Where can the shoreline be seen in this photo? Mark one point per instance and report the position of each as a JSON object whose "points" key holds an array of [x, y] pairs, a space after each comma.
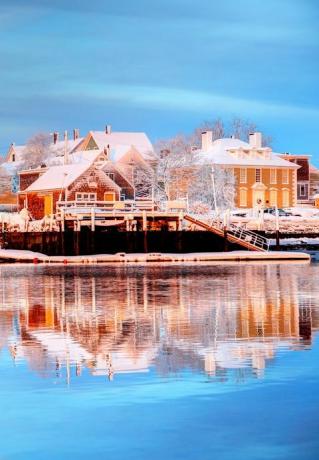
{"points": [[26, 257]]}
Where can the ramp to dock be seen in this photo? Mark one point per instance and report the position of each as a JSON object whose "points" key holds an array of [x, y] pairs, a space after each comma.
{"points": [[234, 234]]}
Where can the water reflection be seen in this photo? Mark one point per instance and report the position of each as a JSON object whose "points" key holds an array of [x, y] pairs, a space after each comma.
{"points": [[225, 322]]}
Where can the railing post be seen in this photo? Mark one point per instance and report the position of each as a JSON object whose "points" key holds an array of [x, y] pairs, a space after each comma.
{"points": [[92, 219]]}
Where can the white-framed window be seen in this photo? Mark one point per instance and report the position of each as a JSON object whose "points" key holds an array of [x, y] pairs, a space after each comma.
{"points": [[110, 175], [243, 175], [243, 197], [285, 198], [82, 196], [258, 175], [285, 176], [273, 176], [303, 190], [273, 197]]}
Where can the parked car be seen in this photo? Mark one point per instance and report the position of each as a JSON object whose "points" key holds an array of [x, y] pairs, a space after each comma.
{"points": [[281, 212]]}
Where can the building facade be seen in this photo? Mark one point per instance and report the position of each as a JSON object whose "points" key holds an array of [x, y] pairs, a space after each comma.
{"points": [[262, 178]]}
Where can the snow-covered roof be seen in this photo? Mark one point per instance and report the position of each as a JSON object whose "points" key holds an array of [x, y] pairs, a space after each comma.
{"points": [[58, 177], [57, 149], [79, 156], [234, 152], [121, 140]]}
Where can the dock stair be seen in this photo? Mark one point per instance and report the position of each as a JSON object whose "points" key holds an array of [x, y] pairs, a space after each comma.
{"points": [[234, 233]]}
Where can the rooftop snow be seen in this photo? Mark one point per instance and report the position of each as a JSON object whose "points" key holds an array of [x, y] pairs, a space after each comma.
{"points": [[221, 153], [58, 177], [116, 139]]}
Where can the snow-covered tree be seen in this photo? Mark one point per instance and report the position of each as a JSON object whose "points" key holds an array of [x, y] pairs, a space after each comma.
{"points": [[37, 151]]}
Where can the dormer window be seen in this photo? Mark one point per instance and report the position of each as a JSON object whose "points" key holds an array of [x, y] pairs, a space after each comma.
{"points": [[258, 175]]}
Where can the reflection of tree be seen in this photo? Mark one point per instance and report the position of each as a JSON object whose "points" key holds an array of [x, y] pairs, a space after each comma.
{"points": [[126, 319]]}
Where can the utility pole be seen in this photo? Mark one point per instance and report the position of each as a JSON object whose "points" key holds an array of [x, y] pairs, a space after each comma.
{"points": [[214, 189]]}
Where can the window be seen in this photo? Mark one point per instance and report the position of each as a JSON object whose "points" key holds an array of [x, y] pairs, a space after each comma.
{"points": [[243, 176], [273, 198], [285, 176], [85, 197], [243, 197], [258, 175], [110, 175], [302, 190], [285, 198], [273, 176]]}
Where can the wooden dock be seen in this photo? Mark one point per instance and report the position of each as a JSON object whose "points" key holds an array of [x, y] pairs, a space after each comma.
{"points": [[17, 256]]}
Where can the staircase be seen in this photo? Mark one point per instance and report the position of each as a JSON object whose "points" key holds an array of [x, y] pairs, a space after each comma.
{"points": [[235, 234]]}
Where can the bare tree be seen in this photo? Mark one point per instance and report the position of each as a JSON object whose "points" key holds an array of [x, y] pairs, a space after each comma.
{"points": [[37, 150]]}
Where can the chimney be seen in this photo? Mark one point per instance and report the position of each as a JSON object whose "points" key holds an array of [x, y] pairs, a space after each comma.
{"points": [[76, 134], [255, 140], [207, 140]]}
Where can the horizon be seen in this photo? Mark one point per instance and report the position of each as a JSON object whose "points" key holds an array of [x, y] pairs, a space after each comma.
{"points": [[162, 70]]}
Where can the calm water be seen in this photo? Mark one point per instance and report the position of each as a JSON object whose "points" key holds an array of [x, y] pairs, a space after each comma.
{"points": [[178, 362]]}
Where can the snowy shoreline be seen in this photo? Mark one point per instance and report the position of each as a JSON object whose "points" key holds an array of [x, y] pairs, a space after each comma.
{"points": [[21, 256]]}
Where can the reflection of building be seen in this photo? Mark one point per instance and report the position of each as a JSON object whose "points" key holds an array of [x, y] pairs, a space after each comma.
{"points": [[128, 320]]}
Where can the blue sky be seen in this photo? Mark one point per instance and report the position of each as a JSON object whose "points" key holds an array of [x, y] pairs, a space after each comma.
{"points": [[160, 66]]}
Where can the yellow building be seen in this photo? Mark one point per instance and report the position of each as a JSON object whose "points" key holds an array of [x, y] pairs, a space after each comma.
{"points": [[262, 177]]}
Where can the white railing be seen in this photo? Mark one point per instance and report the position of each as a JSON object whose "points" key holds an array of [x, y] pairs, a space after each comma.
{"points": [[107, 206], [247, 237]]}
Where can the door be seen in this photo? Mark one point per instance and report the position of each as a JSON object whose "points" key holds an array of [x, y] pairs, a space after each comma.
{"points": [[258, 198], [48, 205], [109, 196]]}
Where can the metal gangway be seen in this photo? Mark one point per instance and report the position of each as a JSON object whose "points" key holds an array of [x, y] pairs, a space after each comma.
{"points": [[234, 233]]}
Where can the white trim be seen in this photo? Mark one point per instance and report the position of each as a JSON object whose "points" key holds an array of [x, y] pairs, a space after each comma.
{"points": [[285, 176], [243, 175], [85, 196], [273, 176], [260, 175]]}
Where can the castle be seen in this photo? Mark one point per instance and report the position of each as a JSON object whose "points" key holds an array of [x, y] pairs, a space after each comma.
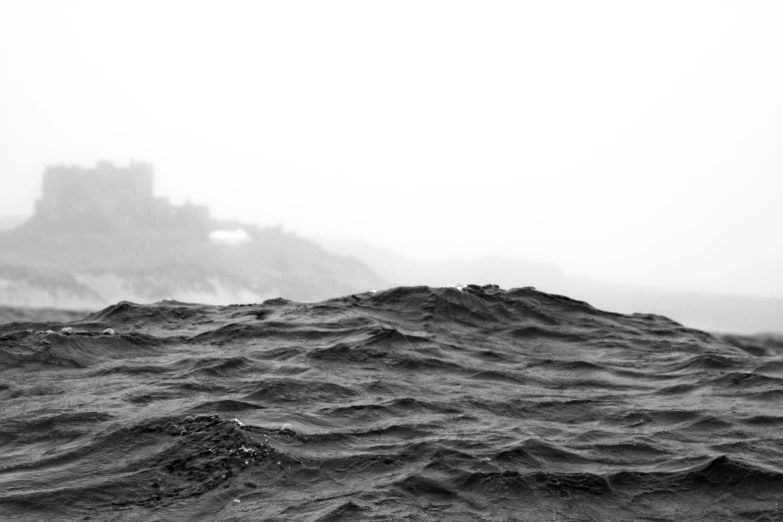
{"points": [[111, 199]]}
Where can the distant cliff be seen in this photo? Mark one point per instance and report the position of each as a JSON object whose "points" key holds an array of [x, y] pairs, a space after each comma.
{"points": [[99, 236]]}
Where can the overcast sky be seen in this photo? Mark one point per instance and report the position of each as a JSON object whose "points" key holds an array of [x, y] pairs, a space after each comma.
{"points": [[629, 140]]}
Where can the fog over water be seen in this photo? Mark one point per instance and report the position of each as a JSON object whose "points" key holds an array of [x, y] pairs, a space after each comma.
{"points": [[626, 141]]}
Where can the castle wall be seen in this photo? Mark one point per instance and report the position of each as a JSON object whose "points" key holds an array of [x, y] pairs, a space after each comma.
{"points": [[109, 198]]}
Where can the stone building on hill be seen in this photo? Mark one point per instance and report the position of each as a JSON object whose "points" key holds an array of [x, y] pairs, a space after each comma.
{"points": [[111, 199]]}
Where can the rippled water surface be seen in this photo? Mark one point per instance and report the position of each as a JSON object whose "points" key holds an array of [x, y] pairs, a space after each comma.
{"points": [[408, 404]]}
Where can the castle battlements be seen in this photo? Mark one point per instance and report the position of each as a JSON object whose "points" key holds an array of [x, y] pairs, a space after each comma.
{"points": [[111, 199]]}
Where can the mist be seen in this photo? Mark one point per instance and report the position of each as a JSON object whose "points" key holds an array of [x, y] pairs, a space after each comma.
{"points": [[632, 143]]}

********

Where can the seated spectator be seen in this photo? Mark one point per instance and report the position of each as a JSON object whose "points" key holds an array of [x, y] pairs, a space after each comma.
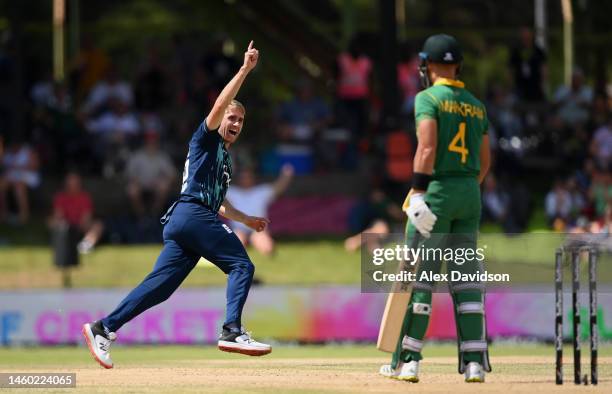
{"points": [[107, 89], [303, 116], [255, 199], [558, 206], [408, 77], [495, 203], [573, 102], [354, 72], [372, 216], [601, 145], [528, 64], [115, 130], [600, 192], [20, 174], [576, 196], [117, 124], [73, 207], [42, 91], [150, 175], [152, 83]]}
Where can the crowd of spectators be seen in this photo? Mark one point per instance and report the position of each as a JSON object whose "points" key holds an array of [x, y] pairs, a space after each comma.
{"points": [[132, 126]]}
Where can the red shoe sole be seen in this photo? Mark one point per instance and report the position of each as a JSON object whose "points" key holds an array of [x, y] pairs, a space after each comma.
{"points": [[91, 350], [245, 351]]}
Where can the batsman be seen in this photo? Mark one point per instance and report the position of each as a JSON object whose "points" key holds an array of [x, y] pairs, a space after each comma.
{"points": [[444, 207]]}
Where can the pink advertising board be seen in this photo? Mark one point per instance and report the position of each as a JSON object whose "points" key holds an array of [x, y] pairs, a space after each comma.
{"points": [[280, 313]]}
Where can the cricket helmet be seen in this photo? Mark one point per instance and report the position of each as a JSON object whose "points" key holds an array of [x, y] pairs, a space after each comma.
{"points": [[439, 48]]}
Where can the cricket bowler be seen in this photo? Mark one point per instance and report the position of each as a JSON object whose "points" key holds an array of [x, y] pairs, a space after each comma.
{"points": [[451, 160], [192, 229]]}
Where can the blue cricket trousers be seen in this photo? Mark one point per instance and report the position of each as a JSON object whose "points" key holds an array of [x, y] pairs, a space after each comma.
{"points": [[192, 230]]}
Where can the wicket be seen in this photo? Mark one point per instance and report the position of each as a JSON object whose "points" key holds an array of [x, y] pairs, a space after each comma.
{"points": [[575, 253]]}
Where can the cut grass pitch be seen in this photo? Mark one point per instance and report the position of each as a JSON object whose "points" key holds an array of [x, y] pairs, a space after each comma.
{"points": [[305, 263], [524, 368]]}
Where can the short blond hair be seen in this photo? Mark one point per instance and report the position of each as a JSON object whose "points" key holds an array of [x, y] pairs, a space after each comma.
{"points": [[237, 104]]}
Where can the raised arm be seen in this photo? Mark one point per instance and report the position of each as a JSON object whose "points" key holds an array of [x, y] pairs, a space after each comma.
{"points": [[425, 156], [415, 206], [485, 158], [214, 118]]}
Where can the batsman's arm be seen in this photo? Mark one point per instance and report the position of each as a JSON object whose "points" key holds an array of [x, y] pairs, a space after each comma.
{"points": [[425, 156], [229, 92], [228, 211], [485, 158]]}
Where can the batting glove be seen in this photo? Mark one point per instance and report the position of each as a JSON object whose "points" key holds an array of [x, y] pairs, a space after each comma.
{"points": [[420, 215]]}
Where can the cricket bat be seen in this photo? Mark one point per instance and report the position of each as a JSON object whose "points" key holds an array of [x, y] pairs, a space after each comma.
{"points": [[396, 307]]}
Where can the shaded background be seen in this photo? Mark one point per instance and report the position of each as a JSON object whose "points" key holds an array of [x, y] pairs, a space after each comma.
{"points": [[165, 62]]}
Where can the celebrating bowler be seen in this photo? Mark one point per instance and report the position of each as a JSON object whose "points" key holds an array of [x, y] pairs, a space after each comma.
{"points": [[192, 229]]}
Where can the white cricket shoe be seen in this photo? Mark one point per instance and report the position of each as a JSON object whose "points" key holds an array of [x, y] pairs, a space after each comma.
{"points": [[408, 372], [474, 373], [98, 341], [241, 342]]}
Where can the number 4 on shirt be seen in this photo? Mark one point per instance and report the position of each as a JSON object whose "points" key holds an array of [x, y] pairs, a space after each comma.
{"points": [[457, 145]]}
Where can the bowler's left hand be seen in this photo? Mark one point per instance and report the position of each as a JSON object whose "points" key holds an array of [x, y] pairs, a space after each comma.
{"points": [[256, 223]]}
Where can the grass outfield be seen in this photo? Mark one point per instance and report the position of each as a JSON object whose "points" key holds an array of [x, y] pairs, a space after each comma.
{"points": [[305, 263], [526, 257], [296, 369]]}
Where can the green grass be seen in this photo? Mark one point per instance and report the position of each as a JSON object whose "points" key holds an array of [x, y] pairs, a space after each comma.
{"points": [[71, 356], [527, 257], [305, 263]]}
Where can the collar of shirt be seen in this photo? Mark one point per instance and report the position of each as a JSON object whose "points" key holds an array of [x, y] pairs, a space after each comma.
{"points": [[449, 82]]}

********

* **Required task**:
How many of the lines above contain the string "window"? Matching is case-sensitive, and the reply should be only the number.

* **Exercise output**:
3